Excerpted text.
§

Steve Granick

Steve Granick
Steve Granick
  • Adjunct Professor
  • Ivan Racheff Chair of Materials Science and Engineering, Professor of Chemistry, Physics, Biophysics, and Chemical and Biomolecular Engineering
(217) 333-5720
1022 Seitz Materials Research Lab

For More Information

Education

  • Postdoctorate, College de France and University of Minnesota, 1983-1984
  • Ph.D. - Chemistry - University of Wisconsin - 1982
  • B.A. - Sociology - Princeton Univ. (Cum laude) - 1978

Biography

Professor Granick received his B.A. cum laude from Princeton University in 1978 and his Ph.D. from the University of Wisconsin-Madison in 1982. He joined the faculty of the University of Illinois in 1985 following postdoctoral research at the College de France with P.-G. de Gennes and at the University of Minnesota with Matthew Tirrell. His research interests are in the areas of single-molecule methods, nanotribology, biophysics, and soft matter.

Professor Granick is a Founder Professor of Materials Science and Engineering, Professor of Physics and Biophysics, Chemistry, and Chemical & Biomolecular Engineering

Academic Positions

  • Univerisity of Illinois, Department of Physics (0%) (2000-present)
  • University of Illinois, Department of Chemistry (0%) (2000-present)

§

Records shown.
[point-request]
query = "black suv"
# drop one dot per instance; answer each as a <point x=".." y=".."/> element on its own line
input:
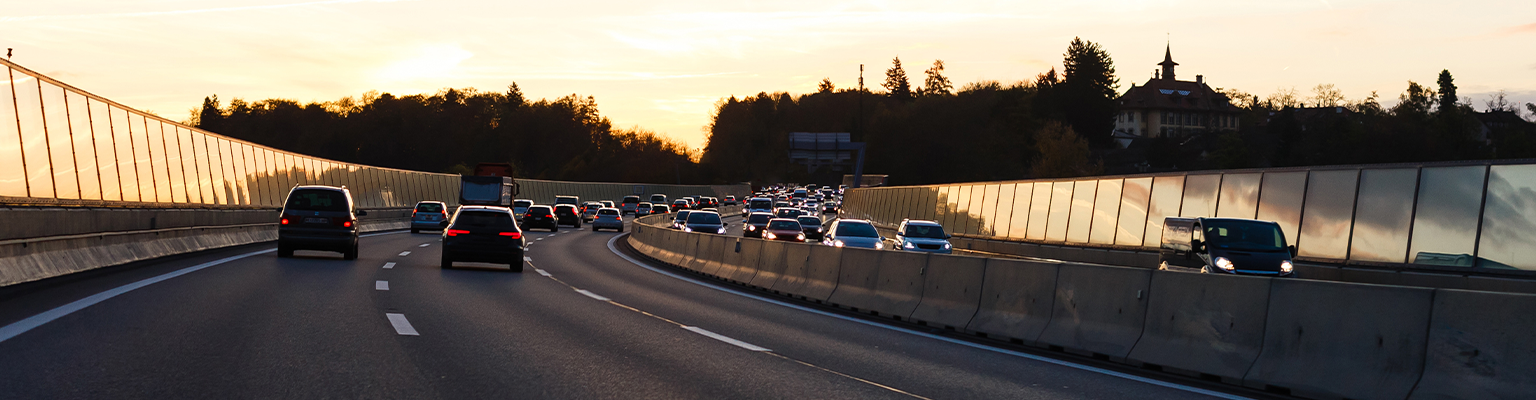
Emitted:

§

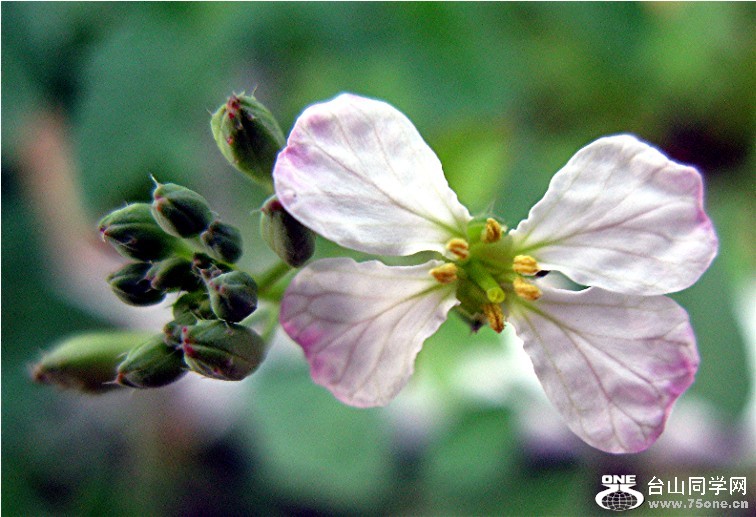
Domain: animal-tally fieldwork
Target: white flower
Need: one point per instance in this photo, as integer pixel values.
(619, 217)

§

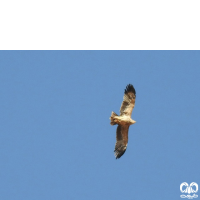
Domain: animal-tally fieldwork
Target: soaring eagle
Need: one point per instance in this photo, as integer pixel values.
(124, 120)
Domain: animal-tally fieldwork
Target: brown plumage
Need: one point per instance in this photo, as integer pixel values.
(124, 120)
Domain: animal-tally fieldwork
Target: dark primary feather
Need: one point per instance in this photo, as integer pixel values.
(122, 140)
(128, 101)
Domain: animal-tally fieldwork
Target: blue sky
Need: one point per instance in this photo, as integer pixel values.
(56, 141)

§

Task requirements.
a – Check each statement against the Steve Granick profile. For each one, answer yes or no and quote the words from the profile that decide it.
(i) He received his Ph.D. from the University of Wisconsin-Madison in 1982.
(ii) His bachelor's degree was in chemistry.
(iii) He joined the University of Illinois faculty in 1983.
b – Answer these questions using the Steve Granick profile:
(i) What phone number is listed?
(ii) Who did he do postdoctoral research with at the University of Minnesota?
(iii) In what year did his position in the University of Illinois Department of Chemistry begin?
c – Reproduce word for word everything in the Steve Granick profile from "Professor Granick is" down to "Chemistry (0%) (2000-present)".

Task responses.
a –
(i) Yes: "his Ph.D. from the University of Wisconsin-Madison in 1982"
(ii) No: "B.A. - Sociology - Princeton Univ. (Cum laude) - 1978"
(iii) No: "He joined the faculty of the University of Illinois in 1985"

b –
(i) (217) 333-5720
(ii) Matthew Tirrell
(iii) 2000

c –
Professor Granick is a Founder Professor of Materials Science and Engineering, Professor of Physics and Biophysics, Chemistry, and Chemical & Biomolecular Engineering

Academic Positions

  • Univerisity of Illinois, Department of Physics (0%) (2000-present)
  • University of Illinois, Department of Chemistry (0%) (2000-present)